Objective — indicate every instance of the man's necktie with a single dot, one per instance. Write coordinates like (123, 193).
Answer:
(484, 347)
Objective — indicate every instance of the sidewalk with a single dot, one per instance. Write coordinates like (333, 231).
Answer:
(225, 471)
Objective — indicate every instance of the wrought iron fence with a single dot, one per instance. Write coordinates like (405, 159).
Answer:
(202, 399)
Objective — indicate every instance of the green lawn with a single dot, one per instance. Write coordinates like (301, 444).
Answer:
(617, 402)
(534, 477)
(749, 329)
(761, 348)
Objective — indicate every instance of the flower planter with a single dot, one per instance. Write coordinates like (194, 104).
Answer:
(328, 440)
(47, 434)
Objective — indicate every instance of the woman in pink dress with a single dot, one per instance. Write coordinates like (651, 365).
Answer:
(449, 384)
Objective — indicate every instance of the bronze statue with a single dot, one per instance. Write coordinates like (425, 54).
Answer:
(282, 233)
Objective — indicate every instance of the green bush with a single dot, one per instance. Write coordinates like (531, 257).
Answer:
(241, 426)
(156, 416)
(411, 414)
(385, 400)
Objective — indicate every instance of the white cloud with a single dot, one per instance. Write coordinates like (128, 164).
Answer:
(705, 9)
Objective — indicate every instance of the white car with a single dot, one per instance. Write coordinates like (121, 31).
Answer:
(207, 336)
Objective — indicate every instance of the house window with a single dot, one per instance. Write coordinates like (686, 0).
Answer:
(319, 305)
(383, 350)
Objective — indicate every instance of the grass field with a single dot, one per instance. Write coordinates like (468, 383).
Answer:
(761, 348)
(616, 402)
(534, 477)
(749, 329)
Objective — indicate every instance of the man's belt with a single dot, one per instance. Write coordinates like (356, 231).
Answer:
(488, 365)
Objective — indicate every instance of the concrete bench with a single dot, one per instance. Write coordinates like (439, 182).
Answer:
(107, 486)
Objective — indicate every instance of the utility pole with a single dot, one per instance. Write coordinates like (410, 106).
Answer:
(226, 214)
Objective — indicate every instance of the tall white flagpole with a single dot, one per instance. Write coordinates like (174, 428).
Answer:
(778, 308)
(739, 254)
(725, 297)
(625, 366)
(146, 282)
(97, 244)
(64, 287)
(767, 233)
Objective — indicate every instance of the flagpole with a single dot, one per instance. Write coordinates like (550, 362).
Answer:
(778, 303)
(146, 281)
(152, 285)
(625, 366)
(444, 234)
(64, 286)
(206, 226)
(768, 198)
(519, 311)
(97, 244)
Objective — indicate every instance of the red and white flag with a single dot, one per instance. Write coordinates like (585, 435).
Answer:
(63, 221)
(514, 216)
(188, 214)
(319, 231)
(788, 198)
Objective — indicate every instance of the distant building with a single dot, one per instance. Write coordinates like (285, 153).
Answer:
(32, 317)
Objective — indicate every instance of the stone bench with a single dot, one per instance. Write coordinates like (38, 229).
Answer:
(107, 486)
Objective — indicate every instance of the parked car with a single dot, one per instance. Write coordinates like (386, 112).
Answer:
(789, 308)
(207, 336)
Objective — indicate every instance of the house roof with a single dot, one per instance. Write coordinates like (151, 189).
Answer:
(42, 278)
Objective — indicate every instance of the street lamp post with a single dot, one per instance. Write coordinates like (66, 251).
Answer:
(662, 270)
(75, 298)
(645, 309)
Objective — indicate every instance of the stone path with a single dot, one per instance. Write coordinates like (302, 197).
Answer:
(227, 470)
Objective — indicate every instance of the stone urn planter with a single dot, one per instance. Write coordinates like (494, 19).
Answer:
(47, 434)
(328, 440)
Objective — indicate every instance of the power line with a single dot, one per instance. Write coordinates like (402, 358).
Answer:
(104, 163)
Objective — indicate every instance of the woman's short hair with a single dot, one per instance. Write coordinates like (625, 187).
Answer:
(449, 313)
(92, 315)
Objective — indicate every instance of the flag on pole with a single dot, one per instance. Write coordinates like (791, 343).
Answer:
____
Read through the entries and copy every line that includes "white".

Objective — indicate every instance of the white cloud with a single dot, one per instance. Write coordinates like (128, 164).
Objective — indicate every instance of the white car with a single dot, one per instance. Write coordinates like (121, 31).
Objective — indicate every instance of the tall white flagpole with a single dot, one per instance. Write coordinates like (174, 428).
Objective — indicate every instance of the red and white flag with a single dot, one per instance. Write coordinates like (585, 435).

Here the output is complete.